RECORDS SHOWN >>

• • • • •

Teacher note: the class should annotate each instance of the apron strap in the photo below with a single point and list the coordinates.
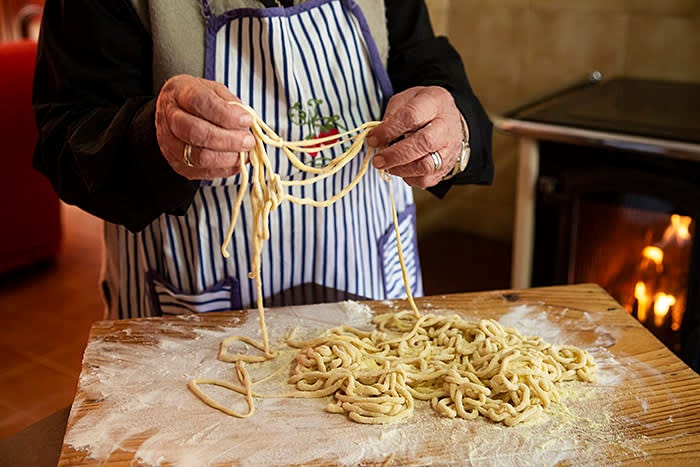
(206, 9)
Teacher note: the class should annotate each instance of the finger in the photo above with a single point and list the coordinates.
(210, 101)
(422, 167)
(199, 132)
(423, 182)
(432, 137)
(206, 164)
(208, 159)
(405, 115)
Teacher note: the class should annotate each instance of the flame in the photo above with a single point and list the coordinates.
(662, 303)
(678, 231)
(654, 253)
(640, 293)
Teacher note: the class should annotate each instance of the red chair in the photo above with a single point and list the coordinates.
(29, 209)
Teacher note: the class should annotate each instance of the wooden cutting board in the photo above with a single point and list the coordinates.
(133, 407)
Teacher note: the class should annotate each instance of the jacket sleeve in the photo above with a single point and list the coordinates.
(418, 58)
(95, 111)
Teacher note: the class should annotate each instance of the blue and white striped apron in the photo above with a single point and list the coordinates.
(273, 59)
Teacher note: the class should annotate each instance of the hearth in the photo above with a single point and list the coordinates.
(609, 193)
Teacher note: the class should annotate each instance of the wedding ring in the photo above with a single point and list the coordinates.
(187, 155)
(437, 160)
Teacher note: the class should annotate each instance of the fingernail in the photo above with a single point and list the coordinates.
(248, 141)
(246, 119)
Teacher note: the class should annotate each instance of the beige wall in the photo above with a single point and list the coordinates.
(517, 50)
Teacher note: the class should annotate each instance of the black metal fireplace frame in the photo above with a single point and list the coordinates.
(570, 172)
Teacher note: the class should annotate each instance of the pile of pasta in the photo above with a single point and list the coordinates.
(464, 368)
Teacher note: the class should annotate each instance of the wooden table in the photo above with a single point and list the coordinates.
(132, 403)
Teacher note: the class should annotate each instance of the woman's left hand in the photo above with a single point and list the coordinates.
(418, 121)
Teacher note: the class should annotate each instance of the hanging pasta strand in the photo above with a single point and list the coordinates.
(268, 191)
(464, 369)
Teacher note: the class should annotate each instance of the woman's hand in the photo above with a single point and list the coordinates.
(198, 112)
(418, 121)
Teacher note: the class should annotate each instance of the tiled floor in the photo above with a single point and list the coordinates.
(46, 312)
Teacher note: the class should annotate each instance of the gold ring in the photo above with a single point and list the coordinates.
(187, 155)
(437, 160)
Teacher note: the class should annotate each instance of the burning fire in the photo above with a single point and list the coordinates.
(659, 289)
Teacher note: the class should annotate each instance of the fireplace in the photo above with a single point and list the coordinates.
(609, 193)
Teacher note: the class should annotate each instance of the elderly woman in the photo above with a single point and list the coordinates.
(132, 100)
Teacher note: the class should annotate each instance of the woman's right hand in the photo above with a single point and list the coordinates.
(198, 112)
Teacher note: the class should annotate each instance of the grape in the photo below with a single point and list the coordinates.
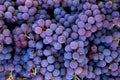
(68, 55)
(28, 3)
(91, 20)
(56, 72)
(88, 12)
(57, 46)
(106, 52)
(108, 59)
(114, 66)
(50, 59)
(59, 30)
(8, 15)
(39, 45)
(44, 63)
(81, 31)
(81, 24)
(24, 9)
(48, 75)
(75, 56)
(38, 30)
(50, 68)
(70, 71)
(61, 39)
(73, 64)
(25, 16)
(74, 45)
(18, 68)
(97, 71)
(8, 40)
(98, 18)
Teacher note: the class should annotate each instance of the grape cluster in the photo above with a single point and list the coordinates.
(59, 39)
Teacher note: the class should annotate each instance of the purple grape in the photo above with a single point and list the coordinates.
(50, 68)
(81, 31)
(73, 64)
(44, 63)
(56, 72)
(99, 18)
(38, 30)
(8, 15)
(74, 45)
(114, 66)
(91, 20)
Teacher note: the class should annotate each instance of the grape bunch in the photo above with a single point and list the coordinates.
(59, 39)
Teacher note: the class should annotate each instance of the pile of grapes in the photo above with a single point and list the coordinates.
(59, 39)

• • • • •

GIVEN REQUEST >>
Copy out the lines word for word, starting with the line that contains "the woman's right" and going on through the last line. Leave the pictures out of your copy.

SOLUTION >>
Teacher note: the class should annotate each instance of the woman's right hand in the photo above with a single point and list the coordinates.
(198, 112)
Teacher note: the class should annotate each instance of the grape in the photo below with a single point and list the coordinates.
(68, 55)
(28, 3)
(91, 20)
(56, 72)
(88, 12)
(57, 46)
(106, 52)
(108, 59)
(114, 66)
(50, 59)
(59, 30)
(8, 15)
(39, 45)
(44, 63)
(81, 31)
(81, 24)
(24, 9)
(48, 75)
(75, 56)
(38, 30)
(50, 68)
(70, 71)
(61, 39)
(73, 64)
(25, 16)
(74, 45)
(18, 68)
(97, 71)
(8, 40)
(98, 18)
Teacher note: the class should annotate each instance of the grape cluster in the photo above with a single point and list the coordinates.
(59, 39)
Teacher note: the class should annotate each instance of the purple grape in the photo above with a single point and list the coordinates.
(50, 68)
(81, 31)
(73, 64)
(44, 63)
(56, 72)
(99, 18)
(38, 30)
(8, 15)
(74, 45)
(114, 66)
(91, 20)
Teacher note: the class should annotate each instance of the grape bunch in the photo above with a single point and list the coordinates.
(59, 39)
Teacher note: the class should annotate each instance of the pile of grapes in the photo above with a single point and list the coordinates.
(59, 39)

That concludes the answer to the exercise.